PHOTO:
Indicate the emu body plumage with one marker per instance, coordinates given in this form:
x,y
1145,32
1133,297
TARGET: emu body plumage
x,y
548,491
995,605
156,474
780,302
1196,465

━━━━━━━━━━━━━━━━

Written problem: Reproduce the items above with "marker" swapped for "dot" and nothing else altered.

Result of this task:
PHOTO:
Indicate the emu body plumage with one dot per instance, coordinates given in this form:
x,y
1145,32
1133,297
TARGET: emu body plumage
x,y
548,491
995,605
156,474
780,302
1196,465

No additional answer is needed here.